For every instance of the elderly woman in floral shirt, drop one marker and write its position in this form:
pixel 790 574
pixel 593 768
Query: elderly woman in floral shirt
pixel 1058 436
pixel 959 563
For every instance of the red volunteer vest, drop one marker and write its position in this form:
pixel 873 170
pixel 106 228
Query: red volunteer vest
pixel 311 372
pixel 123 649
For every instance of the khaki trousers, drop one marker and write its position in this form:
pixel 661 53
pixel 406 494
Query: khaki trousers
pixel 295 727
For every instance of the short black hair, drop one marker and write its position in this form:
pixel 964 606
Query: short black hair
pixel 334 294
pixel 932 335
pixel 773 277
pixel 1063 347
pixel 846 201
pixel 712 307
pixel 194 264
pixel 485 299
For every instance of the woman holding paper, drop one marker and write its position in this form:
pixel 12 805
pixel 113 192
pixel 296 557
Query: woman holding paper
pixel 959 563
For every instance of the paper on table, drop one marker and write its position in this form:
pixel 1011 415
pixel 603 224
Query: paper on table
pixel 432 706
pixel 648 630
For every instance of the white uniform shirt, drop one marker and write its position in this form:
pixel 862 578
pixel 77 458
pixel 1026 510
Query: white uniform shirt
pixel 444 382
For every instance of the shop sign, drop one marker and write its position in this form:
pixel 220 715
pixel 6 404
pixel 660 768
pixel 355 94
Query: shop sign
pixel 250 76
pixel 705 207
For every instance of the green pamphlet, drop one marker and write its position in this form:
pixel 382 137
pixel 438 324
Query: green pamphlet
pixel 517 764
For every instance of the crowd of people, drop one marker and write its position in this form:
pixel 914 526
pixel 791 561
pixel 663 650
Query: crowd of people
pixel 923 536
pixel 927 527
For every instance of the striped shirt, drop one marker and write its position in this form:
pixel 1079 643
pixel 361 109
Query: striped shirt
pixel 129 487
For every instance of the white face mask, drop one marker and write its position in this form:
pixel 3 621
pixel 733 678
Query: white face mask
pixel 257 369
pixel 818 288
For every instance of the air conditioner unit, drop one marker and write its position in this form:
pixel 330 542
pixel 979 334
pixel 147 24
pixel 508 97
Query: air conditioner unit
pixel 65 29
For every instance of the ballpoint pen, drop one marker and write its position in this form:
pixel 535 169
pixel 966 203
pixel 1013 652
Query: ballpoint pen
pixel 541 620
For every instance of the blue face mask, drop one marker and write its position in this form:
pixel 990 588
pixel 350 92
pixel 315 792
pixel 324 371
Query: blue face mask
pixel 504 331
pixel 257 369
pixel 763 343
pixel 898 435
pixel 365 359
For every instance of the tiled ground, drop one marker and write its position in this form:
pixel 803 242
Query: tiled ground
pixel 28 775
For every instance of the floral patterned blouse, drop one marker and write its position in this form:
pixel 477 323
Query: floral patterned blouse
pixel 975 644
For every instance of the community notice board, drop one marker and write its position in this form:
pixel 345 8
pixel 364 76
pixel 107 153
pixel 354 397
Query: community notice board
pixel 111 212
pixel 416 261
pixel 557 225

* [Given exercise]
Reproduce the whole listing above line for line, with no changes.

* [Response below]
For every instance of the elderly woman in floral shirt, drop one marker and write its position in this form:
pixel 790 574
pixel 593 768
Query: elderly woman in floral shirt
pixel 1058 436
pixel 959 563
For every instance of the red volunteer vest, drop one marker and write its position in this form:
pixel 873 170
pixel 106 228
Query: red volunteer vest
pixel 311 372
pixel 123 649
For every instance of the khaki trousers, drop one marker and write its position in this form:
pixel 661 53
pixel 406 494
Query: khaki trousers
pixel 295 727
For every instance of the short black hair, drop one marker and write its position in this form:
pixel 964 606
Query: short black hair
pixel 334 294
pixel 932 335
pixel 773 277
pixel 1063 347
pixel 846 201
pixel 712 307
pixel 194 264
pixel 485 299
For every instance of the woman holding paper, drop one marker and write its position in this form:
pixel 12 805
pixel 113 192
pixel 296 557
Query: woman holding paper
pixel 959 563
For every instance of the paper on table, drop one marker and write its position in this form:
pixel 1011 415
pixel 603 224
Query: paper on table
pixel 432 706
pixel 648 630
For every instance of the white uniform shirt, drop one marker and write its position in this form:
pixel 862 578
pixel 77 458
pixel 1026 510
Query: white uniform shirt
pixel 444 382
For every instance of the shop sign, drop one marker and write its position in this form:
pixel 220 715
pixel 6 404
pixel 660 768
pixel 355 94
Query: shop sign
pixel 250 76
pixel 705 207
For every instance of the green pamphlet, drop one marker and write its position in this form:
pixel 382 137
pixel 438 324
Query: green pamphlet
pixel 517 764
For every instance of the crowd of people, drop one marker and write its position in this form:
pixel 914 526
pixel 791 561
pixel 663 650
Query: crowd of people
pixel 923 536
pixel 927 527
For every instance of the striped shirt, drop one marker and write its position in this form:
pixel 1079 643
pixel 361 109
Query: striped shirt
pixel 129 487
For every instance of the white face mask, drop one marker and write its position in this form:
pixel 3 621
pixel 733 678
Query: white face mask
pixel 257 369
pixel 818 288
For every instance of the air conditioner unit, drop one marker and write its position in this form:
pixel 330 542
pixel 979 334
pixel 147 24
pixel 508 97
Query: air conditioner unit
pixel 65 29
For every instance of the ballpoint pen, drop one marker and write its position in this form:
pixel 535 169
pixel 966 203
pixel 1013 652
Query: ballpoint pen
pixel 541 620
For every instance of the blue face mask, drop one marker and write its position in this form:
pixel 990 588
pixel 350 92
pixel 315 792
pixel 324 371
Query: blue face mask
pixel 504 331
pixel 257 369
pixel 763 343
pixel 898 435
pixel 365 359
For every instance of the tiled ground, drop one marker and write its position in this form:
pixel 803 242
Query: tiled ground
pixel 28 775
For every instance of the floral patterned blouse, drop one marker and write its position in this form:
pixel 477 323
Query: floral patterned blouse
pixel 975 644
For every instance of the community notice board, drop one marker and write its position in this form:
pixel 345 8
pixel 364 76
pixel 107 153
pixel 354 397
Query: community notice board
pixel 111 212
pixel 416 261
pixel 557 225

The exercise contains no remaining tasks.